**TRECHO DA PÁGINA**
>>>>>
A proposta afirma que o cashback será de 100% para a CBS e de 20% para o IBS, na aquisição do botijão de 13kg de gás liquefeito de petróleo (GLP); 50% para a CBS e 20% para o IBS, nas operações de fornecimento de energia elétrica, água, esgoto e gás natural; e de 20% para a CBS e para o IBS, nos demais casos. O texto também abre a possibilidade de que a União, os estados, o Distrito Federal e os municípios aumentem os descontos previstos na lei.
AUSÊNCIA DA CARNE NA CESTA BÁSICA
Uma das principais críticas da oposição, a ausência da carne na lista de itens da cesta básica – e consequentemente ter alíquota zero – gerou embate no Plenário. O Grupo de Trabalho (GT) para a regulamentação da Reforma Tributária defendeu que a inclusão da proteína poderia elevar a alíquota média. O ministro da Fazenda, Fernando Haddad (PT), divulgou que a inclusão da carne aumentaria o IVA em 0,53 ponto percentual, de 26,5% para 27,03%. O impacto foi calculado pela Receita Federal. A estimativa, aliás, ainda é um pouco inferior à do Banco Mundial, que calcula impacto de 0,57 ponto percentual no IVA.
<<<<<
**OBJETIVO DO EXERCÍCIO**
Transcreva, sem alterações, a parte do trecho sobre a Reforma Tributária que começa em "AUSÊNCIA DA CARNE NA CESTA" e termina em "percentual no IVA.". O material não guarda relação alguma com o trecho sobre a Reforma Tributária.

**MATERIAL FORNECIDO**
>>>>>
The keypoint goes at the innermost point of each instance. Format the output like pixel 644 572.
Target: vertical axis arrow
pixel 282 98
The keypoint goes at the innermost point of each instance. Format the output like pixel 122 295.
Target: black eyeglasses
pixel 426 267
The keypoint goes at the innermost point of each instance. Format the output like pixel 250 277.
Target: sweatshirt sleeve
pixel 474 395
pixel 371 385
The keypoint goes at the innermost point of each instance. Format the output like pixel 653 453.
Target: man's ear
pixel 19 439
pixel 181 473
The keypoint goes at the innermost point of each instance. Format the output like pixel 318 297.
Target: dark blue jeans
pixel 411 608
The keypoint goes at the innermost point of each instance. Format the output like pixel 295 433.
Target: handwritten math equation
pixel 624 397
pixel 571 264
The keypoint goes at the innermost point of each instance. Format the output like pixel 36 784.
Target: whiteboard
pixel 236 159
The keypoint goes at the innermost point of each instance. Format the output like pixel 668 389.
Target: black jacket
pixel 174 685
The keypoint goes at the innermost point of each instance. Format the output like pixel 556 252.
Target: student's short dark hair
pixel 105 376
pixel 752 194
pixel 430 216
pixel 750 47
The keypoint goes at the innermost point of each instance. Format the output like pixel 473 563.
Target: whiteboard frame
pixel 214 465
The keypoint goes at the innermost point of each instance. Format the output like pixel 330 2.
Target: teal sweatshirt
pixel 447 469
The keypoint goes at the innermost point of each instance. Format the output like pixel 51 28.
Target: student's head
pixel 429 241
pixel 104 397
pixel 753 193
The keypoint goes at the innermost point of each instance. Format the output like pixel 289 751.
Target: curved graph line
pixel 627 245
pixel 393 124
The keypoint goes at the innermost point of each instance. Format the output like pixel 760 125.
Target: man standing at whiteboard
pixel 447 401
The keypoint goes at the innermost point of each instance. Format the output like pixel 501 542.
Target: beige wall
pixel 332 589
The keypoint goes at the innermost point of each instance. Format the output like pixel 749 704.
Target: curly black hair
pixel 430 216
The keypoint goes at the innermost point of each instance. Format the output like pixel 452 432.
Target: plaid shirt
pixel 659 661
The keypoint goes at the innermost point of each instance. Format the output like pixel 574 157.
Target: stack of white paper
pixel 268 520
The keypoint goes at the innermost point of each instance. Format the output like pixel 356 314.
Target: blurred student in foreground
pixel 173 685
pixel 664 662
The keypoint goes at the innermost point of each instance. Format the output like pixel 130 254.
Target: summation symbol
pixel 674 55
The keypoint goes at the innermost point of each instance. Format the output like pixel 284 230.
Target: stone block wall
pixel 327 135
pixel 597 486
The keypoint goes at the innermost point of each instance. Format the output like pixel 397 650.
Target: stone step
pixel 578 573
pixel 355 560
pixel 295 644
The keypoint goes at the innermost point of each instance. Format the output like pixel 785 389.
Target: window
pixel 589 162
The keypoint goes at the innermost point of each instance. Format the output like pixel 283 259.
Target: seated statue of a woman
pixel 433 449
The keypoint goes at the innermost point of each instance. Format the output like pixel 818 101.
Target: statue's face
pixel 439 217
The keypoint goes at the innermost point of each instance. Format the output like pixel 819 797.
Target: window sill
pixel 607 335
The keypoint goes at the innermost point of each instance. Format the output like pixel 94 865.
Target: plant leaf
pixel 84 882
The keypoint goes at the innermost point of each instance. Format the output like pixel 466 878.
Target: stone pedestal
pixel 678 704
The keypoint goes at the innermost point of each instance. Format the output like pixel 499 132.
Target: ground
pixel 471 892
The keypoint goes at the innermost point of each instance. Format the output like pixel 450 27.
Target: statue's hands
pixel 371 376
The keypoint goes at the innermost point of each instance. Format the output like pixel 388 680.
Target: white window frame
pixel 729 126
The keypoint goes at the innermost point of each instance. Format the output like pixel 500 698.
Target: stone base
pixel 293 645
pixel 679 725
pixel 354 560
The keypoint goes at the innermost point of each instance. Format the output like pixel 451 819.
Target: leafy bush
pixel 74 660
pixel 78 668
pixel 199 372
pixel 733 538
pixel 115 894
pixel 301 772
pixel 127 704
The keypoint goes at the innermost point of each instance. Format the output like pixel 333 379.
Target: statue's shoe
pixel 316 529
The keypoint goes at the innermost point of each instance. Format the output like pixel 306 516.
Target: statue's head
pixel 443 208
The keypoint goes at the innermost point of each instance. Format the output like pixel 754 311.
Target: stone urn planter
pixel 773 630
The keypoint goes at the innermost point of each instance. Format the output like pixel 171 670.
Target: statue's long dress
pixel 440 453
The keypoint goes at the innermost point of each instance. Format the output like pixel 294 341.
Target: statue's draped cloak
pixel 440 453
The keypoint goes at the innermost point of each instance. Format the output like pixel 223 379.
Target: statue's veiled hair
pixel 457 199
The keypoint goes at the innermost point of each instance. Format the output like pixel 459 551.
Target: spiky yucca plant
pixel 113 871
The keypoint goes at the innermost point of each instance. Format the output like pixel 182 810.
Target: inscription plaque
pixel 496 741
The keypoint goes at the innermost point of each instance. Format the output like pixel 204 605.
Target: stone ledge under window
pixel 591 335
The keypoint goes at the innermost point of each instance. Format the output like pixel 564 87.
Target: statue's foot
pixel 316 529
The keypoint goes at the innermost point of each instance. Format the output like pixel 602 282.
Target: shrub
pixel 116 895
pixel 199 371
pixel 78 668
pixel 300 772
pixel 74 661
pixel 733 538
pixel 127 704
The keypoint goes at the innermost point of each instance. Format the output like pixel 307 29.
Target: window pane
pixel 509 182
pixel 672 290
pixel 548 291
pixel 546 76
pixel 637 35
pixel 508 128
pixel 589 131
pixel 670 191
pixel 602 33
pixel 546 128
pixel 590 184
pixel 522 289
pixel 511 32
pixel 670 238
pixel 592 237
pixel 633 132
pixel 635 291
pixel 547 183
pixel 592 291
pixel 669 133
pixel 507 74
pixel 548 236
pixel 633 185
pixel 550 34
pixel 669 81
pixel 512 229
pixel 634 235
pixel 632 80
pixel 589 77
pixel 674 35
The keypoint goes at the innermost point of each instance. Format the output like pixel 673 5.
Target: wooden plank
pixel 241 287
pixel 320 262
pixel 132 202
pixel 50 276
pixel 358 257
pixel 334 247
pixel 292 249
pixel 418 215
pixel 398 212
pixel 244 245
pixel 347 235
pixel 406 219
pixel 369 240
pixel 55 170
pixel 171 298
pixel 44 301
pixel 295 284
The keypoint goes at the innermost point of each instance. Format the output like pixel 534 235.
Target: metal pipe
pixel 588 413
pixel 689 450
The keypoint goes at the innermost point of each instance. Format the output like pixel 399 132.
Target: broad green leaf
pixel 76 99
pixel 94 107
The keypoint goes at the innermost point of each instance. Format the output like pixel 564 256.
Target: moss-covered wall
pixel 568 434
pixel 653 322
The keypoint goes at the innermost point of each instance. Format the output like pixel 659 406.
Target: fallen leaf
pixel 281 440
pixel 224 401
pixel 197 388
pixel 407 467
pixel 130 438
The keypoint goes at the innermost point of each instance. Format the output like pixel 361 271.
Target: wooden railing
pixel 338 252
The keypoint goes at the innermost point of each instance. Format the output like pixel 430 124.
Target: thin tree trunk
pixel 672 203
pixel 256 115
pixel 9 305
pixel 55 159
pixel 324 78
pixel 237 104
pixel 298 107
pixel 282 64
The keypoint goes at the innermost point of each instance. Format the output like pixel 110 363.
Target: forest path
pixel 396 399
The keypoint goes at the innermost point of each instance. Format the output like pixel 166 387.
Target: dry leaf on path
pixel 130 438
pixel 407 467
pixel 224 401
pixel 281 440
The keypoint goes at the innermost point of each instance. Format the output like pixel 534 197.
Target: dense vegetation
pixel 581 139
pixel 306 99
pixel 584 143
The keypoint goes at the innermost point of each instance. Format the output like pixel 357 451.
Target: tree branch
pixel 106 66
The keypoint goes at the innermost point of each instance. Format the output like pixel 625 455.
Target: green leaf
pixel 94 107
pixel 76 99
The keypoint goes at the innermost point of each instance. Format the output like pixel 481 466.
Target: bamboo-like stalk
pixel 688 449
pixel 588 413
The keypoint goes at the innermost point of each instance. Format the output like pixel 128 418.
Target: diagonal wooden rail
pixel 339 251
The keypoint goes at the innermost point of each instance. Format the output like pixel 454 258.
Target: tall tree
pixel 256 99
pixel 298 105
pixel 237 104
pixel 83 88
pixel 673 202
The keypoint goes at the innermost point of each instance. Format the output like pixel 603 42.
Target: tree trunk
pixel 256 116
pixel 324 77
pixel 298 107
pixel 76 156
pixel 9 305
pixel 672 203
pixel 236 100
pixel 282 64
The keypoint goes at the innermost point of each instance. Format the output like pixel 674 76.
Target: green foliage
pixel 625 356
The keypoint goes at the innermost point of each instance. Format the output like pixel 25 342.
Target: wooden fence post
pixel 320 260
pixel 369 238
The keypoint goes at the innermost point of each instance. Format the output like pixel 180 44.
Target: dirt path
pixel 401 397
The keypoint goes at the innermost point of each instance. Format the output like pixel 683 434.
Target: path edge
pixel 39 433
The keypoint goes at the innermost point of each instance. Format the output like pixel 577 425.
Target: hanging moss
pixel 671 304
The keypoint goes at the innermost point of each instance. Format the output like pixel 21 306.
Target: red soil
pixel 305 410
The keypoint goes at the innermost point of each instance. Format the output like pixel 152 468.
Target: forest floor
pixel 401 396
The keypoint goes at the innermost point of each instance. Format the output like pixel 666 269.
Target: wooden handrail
<<<<<
**RESPOSTA DA TAREFA**
AUSÊNCIA DA CARNE NA CESTA BÁSICA
Uma das principais críticas da oposição, a ausência da carne na lista de itens da cesta básica – e consequentemente ter alíquota zero – gerou embate no Plenário. O Grupo de Trabalho (GT) para a regulamentação da Reforma Tributária defendeu que a inclusão da proteína poderia elevar a alíquota média. O ministro da Fazenda, Fernando Haddad (PT), divulgou que a inclusão da carne aumentaria o IVA em 0,53 ponto percentual, de 26,5% para 27,03%. O impacto foi calculado pela Receita Federal. A estimativa, aliás, ainda é um pouco inferior à do Banco Mundial, que calcula impacto de 0,57 ponto percentual no IVA.